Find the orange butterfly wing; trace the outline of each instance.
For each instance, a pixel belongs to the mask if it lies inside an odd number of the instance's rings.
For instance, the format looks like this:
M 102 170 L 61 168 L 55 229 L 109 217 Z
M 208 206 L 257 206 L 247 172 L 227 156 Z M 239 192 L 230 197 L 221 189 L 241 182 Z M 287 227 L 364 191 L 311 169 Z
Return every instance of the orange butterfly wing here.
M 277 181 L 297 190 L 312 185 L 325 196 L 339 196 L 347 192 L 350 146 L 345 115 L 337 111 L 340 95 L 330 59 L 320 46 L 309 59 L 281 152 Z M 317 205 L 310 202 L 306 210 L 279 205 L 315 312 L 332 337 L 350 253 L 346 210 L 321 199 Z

# # # # #

> **Task brief**
Give every line of the entries above as a numbered list, with blank lines left out.

> **The output**
1. Find the orange butterfly wing; trace the outline of each instance.
2. For each instance, a pixel belongs to the mask if it lies inside an odd number of the instance's rings.
3. For instance, the format looks like this:
4. M 102 170 L 61 168 L 55 229 L 109 217 Z
5. M 208 206 L 257 206 L 247 172 L 227 156 Z M 239 192 L 230 197 L 221 189 L 241 182 Z M 287 227 L 364 191 L 311 169 Z
6. Return every instance of the orange butterfly wing here.
7. M 277 181 L 297 190 L 312 185 L 325 196 L 339 196 L 347 192 L 350 146 L 345 115 L 337 111 L 340 95 L 330 59 L 320 46 L 309 59 L 281 152 Z M 317 205 L 310 202 L 306 210 L 279 205 L 315 312 L 332 337 L 350 253 L 346 210 L 321 199 Z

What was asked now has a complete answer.